### [Texte fourni]
----

Au cas où des personnes n'aient jamais joué ou terminé Syberia, je précise que mon message évoque largement certaines parties des jeux, dont la fin.
Une œuvre crée du sens, opère des résonances sur plusieurs dimensions (poétique, spirituelle, etc).
En créant quelque chose de plus venant s'articuler autour d'un ensemble pensé de manière fini, les résonances qui existaient et opéraient sur et en nous jusque là, en sont à tout jamais changées, parce qu'on en vient à considérer ce surplus. On peut trouver de nombreux exemples en littérature, cinéma, jeu vidéo, etc...
Par ailleurs, une suite reviendrait à rationaliser l'univers de Syberia, et par là-même, son scénario en lui définissant un cadre temporel et spatial. Or, justement, si ces deux jeux ont résonné de manière si profonde en moi, c'est parce que l'histoire tendait au fur et à mesure de son déroulement à l'effacement de ces frontières.

----

### [Entrées extraites]
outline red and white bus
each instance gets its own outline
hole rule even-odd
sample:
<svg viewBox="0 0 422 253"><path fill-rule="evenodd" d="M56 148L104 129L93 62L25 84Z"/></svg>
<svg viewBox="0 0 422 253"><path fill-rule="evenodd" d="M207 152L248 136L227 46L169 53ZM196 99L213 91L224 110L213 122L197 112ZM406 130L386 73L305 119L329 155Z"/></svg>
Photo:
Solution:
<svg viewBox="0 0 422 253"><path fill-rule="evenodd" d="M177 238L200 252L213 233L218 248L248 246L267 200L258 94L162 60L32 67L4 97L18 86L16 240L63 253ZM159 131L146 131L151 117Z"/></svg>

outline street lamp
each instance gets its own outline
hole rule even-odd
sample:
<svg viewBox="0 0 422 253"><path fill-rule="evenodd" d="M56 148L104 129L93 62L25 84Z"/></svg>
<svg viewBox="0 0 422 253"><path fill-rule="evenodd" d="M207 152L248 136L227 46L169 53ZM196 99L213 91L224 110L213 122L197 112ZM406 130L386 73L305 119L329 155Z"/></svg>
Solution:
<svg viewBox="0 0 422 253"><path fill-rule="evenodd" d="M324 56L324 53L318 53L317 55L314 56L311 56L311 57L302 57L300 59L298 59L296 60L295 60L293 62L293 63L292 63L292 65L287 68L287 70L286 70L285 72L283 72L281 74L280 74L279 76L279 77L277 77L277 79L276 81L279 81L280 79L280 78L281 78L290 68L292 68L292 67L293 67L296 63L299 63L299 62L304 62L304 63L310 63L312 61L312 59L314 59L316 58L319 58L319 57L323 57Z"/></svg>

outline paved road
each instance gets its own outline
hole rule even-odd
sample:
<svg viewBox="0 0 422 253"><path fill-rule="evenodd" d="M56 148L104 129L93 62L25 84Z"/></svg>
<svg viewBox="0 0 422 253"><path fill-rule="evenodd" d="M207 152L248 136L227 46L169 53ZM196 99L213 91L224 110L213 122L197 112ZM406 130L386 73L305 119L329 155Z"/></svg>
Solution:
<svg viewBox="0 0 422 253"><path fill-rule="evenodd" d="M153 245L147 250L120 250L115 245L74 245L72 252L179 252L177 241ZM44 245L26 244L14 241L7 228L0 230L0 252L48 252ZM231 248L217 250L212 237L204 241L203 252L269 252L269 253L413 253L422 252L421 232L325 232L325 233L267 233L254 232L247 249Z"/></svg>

----

### [Consigne écrite 1]
Selon le texte sur Syberia, à quoi reviendrait une suite ?
### [Consigne écrite 2]
Veuillez écrire la suite du texte sur Syberia, en reprenant après sa dernière phrase.
Les enregistrements ne servent pas pour ce travail.

### [Réponse écrite 1]
Une suite reviendrait à rationaliser l'univers de Syberia, et par là même son scénario, en lui définissant un cadre temporel et spatial.

### [Réponse écrite 2]
Kate Walker vit dans un univers presque rationnel au début ; elle est avocate, vit à New-York, et est entouré d'un environnement concret, stéréotypé et fermé, voire étouffant : la mère, le petit copain, la meilleure amie, le patron... Mais elle se voit offrir la possibilité de s'évader de cette réalité. Dès le début, Valadilène en donne déjà une vision altérée (la ville semble comme figée dans le temps, et puis l'existence-même des automates que l'on croise n'a déjà presque rien de crédible si on l'analyse de manière terre-à-terre). La suite montre que le mouvement du jeu se fait de l'ouest vers l'est, toujours plus loin, vers le froid et le blizzard.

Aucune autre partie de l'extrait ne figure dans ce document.